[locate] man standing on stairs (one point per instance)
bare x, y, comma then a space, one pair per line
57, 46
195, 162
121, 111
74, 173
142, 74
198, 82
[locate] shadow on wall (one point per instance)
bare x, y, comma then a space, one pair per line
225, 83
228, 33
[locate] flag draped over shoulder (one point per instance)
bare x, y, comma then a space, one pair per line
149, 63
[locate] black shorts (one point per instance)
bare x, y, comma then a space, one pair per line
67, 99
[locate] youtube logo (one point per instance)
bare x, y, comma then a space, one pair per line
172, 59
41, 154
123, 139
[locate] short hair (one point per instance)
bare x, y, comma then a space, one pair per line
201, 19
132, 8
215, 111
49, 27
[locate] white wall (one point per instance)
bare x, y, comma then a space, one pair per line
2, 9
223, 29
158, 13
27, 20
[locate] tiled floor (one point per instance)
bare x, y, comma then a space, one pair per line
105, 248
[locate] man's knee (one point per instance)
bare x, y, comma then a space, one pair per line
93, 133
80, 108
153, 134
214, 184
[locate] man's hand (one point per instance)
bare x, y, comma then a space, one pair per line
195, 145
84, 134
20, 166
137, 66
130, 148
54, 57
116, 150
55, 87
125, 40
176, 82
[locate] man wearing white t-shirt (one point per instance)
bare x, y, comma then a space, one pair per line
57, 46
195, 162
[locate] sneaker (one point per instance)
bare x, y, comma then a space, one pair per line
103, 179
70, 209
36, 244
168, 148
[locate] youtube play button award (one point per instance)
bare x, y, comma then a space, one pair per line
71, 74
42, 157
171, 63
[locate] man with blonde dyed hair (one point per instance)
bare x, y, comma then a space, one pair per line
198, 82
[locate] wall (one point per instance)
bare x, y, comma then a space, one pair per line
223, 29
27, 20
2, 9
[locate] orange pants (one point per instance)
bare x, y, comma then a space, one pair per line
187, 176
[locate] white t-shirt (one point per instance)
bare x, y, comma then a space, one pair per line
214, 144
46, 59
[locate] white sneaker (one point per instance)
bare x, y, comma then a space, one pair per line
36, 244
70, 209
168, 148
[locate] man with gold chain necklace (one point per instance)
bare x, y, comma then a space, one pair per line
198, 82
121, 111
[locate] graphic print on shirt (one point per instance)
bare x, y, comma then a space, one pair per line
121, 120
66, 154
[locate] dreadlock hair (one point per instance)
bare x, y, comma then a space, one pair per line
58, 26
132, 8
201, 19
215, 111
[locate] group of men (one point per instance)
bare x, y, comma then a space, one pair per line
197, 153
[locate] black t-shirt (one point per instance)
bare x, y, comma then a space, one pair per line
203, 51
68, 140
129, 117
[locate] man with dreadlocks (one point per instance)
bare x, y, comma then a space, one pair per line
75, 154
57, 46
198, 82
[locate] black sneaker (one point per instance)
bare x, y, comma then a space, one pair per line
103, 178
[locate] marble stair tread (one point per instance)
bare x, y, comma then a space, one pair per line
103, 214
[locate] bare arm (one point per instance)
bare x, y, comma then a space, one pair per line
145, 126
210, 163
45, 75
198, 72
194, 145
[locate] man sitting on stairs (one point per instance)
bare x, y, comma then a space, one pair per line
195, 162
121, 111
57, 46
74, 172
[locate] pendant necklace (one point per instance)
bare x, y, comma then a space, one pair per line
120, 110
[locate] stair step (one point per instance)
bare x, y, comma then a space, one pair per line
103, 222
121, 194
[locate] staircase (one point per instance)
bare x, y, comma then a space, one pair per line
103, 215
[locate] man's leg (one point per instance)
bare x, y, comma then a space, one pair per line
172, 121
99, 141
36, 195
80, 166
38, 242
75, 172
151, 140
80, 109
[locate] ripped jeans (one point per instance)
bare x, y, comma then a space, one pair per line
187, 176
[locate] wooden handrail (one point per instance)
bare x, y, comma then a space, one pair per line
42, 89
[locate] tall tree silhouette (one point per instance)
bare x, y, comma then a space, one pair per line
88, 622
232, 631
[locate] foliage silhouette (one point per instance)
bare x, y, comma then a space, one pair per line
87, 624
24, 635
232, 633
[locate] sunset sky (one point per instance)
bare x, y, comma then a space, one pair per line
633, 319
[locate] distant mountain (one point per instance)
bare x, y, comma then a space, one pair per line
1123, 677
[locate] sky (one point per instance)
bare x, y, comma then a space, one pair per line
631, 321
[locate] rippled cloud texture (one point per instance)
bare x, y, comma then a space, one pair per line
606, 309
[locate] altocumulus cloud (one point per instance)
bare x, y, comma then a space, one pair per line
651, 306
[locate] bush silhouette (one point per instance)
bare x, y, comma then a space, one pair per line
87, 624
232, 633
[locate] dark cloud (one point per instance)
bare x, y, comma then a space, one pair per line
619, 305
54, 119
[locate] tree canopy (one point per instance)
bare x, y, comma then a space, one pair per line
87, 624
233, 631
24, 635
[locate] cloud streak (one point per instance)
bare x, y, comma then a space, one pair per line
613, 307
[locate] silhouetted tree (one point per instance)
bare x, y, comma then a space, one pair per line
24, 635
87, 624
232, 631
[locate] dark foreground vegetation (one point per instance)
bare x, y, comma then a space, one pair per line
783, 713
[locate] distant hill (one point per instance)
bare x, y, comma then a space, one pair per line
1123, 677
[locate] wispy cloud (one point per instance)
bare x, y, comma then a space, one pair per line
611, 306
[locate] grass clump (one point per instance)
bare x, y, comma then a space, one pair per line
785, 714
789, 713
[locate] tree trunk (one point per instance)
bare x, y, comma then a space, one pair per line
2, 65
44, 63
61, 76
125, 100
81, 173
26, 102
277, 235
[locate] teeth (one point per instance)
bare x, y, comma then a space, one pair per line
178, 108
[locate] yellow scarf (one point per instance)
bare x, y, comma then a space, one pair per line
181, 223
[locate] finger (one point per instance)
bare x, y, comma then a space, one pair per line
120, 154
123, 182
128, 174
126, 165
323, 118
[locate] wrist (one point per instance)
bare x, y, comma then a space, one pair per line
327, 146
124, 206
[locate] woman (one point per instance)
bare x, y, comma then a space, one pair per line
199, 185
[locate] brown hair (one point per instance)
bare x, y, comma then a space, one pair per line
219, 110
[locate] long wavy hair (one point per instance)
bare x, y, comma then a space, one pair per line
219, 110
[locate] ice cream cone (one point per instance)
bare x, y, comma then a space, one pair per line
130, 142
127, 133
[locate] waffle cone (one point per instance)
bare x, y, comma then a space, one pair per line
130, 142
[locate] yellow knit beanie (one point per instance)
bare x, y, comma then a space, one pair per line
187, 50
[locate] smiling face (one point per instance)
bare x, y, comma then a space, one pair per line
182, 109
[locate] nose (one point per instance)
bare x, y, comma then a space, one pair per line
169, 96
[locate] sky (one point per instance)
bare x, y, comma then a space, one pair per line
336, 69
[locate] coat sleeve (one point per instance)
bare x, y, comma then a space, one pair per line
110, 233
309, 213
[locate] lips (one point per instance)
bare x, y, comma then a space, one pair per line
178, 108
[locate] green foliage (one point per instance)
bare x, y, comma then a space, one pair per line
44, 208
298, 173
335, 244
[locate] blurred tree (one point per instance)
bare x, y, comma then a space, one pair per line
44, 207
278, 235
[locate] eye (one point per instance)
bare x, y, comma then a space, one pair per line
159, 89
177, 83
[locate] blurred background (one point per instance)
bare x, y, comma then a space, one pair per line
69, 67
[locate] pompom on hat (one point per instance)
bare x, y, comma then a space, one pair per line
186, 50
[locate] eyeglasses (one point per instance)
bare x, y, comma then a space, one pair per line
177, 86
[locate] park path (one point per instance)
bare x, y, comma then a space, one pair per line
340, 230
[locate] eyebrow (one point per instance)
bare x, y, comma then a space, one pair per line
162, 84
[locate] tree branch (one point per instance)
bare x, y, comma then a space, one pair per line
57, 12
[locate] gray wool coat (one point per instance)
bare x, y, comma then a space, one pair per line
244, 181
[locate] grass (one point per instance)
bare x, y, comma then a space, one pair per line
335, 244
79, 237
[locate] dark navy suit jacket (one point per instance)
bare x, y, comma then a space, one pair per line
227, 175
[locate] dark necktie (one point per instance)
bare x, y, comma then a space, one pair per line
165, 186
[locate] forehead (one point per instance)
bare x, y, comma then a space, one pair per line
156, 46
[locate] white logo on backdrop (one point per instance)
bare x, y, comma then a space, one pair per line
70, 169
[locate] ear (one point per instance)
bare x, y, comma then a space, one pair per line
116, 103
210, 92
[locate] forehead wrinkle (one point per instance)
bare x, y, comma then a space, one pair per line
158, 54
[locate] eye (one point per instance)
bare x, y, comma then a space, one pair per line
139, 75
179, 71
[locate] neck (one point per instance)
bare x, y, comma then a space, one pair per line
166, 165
● ● ● ●
Set exercise> In the stretch of the entries that starts with the line containing "[locate] ear (one point per instance)" and runs through the last entry, change "one point per instance" to "one point for each instance" and leave everything else intact. Give back only that stretch.

Response to this exercise>
[locate] ear (one point for each instance)
bare x, y, comma then a space, one pair per line
116, 103
210, 92
[locate] forehead wrinkle (one point for each instance)
bare x, y, comma then a space, one pair per line
158, 54
[locate] eye (one point for each instance)
bare x, y, comma then a space, one pair per line
139, 75
179, 71
[locate] neck (one point for each instance)
bare x, y, comma then a space, one pair per line
166, 165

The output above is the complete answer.